**The problem:** Reproduce exactly the lines below, starting with the line that contains "Reviewer note: confirm one keypoint per instance of the textured" and ending with the last line of the records, both included, and nothing else.

**Extracted records:**
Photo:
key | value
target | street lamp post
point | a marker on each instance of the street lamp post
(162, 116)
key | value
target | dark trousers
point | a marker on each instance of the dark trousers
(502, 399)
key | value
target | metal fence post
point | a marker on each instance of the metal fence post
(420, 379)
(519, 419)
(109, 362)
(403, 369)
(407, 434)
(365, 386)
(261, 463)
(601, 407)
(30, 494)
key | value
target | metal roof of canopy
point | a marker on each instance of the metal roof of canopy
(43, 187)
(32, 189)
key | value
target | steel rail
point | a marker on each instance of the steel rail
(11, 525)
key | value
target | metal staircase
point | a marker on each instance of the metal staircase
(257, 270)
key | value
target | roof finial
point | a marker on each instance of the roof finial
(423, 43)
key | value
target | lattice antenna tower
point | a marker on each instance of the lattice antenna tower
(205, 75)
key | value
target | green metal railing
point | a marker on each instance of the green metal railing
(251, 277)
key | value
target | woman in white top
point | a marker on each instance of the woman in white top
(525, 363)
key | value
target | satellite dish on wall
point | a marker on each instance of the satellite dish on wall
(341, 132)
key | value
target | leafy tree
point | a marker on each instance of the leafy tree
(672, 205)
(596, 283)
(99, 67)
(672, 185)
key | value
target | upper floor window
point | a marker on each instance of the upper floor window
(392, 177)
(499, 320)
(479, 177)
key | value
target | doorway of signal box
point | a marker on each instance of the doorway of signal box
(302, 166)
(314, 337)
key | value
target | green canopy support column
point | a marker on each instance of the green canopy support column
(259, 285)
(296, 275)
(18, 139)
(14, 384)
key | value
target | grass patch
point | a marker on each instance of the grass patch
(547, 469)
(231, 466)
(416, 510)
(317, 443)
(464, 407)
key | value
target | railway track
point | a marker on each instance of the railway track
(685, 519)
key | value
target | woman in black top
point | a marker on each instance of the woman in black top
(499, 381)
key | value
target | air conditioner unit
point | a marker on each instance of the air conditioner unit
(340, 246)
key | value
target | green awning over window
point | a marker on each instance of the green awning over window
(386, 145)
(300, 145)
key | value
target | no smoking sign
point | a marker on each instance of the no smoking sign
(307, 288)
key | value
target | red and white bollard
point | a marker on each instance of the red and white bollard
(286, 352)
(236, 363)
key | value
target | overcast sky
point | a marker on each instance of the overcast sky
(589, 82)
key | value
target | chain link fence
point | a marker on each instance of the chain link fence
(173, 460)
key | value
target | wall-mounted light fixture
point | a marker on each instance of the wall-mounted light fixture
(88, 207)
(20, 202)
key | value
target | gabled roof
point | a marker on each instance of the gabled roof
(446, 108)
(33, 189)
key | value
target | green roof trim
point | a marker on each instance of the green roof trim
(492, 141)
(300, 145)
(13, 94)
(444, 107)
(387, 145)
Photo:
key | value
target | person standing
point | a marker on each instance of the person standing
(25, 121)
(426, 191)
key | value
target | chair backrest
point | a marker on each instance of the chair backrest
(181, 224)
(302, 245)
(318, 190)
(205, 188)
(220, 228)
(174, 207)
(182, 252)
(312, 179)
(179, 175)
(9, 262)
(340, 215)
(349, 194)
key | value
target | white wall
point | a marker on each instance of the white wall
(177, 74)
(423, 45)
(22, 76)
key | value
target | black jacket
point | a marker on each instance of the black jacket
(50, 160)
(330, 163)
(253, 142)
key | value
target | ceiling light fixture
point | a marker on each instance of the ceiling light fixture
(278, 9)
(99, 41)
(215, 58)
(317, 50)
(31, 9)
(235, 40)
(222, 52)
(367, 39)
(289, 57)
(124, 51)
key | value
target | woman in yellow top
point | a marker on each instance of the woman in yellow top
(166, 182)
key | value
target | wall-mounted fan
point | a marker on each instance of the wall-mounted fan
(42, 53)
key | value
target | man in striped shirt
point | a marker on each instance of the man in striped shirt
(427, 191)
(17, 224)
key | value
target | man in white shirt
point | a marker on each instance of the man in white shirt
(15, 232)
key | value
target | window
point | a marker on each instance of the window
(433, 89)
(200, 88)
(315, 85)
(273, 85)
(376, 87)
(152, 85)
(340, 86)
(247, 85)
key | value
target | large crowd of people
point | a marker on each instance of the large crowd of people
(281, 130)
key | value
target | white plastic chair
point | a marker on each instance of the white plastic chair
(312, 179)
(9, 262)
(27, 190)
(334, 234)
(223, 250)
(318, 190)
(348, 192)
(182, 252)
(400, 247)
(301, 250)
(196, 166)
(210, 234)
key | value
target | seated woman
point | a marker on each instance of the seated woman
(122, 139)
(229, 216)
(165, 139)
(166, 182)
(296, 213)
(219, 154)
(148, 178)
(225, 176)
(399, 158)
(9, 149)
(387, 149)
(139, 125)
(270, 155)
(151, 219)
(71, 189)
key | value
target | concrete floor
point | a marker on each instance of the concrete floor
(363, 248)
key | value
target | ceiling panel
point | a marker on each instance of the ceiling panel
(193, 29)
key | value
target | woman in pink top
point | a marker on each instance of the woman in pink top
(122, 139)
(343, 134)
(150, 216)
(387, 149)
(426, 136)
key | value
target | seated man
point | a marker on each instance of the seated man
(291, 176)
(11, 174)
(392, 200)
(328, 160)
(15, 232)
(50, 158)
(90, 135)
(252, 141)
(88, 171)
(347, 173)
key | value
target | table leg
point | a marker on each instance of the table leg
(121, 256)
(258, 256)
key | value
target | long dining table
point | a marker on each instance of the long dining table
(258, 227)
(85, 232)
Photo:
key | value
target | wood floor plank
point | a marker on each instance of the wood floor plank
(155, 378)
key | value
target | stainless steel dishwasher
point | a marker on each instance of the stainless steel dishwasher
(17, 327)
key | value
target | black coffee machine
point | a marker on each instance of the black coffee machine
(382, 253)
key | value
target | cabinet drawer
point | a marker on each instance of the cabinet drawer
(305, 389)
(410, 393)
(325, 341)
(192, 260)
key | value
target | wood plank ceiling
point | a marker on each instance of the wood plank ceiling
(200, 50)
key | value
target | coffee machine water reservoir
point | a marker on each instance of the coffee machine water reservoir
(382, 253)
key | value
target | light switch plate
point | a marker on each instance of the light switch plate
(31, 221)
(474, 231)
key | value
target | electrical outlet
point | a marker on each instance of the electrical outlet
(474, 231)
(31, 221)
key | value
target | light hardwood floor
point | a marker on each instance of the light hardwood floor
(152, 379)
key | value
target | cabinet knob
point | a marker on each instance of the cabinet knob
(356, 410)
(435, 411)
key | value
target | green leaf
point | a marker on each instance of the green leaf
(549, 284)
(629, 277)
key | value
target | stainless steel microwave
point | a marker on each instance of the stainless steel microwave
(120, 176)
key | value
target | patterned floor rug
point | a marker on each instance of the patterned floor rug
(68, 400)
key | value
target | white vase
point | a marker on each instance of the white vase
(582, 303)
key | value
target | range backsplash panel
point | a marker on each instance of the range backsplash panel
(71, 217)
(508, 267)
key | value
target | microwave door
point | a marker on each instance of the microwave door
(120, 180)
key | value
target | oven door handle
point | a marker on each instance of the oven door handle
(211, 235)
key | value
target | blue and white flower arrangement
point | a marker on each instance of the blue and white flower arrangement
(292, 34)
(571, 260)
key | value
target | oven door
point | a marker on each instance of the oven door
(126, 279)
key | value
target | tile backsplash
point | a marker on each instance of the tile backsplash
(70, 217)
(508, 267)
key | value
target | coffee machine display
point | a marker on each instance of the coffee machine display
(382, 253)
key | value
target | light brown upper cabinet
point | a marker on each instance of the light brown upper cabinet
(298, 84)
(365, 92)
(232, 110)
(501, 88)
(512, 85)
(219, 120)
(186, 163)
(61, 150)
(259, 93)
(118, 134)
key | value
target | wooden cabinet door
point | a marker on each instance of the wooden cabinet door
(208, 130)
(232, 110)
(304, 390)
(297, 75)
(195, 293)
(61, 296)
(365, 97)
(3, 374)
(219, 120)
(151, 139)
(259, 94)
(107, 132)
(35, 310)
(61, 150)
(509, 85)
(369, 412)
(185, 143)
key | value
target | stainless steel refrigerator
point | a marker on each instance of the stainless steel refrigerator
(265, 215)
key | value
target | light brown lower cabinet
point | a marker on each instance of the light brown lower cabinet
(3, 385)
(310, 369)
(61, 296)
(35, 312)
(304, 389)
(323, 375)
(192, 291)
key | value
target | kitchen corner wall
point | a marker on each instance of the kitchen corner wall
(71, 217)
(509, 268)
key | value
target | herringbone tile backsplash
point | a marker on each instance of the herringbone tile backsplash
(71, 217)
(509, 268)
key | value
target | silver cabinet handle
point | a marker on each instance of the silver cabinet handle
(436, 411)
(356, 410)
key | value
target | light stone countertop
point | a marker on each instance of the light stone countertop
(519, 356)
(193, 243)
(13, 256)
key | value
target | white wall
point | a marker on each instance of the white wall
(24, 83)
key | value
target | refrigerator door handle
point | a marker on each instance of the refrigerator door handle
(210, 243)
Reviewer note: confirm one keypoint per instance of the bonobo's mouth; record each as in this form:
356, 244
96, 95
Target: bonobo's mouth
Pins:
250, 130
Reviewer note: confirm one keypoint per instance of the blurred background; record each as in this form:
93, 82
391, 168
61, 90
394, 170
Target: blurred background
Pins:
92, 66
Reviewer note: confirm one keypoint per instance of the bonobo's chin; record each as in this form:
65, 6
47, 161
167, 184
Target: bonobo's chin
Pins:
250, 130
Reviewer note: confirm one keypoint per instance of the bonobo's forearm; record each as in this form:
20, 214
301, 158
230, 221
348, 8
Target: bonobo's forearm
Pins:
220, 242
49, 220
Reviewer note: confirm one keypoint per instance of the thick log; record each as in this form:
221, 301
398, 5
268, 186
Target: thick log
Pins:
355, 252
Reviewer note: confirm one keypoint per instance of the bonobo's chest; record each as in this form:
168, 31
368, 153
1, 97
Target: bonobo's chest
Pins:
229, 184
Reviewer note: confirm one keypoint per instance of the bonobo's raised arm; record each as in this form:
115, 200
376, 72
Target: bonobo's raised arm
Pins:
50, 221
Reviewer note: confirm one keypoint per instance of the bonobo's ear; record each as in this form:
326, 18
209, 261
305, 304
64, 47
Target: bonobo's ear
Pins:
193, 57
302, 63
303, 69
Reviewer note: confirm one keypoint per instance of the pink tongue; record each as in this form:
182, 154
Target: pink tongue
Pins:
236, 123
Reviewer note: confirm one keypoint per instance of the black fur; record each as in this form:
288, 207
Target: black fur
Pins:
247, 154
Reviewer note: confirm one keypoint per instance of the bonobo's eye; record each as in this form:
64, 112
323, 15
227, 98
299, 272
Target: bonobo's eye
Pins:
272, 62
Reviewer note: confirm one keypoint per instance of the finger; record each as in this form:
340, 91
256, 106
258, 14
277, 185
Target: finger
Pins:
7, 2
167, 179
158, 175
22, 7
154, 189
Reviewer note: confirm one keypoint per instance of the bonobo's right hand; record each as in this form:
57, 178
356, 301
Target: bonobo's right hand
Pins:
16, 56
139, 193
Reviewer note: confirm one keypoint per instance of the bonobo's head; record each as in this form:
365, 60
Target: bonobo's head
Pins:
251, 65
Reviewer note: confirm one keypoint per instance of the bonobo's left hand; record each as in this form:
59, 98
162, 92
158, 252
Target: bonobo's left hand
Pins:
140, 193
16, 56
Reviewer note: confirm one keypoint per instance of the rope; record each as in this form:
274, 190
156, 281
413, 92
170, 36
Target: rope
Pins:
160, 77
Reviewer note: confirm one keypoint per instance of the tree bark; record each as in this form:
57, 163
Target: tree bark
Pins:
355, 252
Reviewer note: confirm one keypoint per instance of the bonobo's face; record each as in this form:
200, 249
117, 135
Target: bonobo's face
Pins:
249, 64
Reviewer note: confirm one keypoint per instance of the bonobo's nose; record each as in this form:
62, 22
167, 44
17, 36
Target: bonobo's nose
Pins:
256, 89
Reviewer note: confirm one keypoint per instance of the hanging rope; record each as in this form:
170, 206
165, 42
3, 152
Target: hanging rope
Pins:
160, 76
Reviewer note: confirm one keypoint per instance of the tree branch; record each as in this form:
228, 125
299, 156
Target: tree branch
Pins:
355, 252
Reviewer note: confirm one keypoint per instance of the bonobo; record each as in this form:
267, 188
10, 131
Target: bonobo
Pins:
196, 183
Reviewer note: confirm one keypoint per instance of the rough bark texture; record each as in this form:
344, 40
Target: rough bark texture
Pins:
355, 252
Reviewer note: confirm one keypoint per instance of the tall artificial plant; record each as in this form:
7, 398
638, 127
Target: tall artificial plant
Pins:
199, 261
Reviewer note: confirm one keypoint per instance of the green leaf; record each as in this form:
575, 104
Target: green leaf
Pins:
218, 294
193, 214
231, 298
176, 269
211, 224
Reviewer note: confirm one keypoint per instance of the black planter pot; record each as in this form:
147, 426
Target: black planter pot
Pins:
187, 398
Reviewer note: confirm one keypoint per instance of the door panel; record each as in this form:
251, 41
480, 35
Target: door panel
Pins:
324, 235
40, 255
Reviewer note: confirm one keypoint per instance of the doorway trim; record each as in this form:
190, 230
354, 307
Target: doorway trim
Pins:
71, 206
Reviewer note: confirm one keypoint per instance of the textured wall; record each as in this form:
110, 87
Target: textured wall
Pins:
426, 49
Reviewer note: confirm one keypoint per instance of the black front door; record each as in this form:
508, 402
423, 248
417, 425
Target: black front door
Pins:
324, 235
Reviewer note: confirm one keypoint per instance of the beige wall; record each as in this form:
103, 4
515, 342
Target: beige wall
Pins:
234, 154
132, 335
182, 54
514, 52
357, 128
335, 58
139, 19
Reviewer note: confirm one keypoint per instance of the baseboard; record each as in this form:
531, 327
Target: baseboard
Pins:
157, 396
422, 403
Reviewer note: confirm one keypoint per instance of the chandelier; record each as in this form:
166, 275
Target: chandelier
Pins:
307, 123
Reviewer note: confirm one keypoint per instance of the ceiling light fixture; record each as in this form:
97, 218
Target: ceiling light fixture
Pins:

**Solution:**
Reviewer note: confirm one keypoint per instance of the textured wall; record each as in this form:
110, 87
Target: textured wall
Pins:
426, 49
Reviewer note: confirm one keypoint per instance of the black front door; record each as in this form:
508, 402
423, 248
417, 425
Target: black front door
Pins:
324, 235
Reviewer note: confirm one keypoint per instance of the beige wall; record each as in this form:
103, 4
515, 342
Target: beige wall
Pins:
234, 154
132, 335
182, 54
514, 52
357, 128
335, 58
139, 19
Reviewer note: confirm one keypoint per instance of the baseboard; record each as in this form:
531, 327
Target: baseboard
Pins:
157, 396
422, 403
Reviewer note: confirm one keypoint per instance of the chandelier; record each as in this form:
166, 275
Target: chandelier
Pins:
307, 123
Reviewer note: confirm one keypoint per instance of the ceiling light fixture; record each as in this form:
97, 218
Target: ceiling light fixture
Pins:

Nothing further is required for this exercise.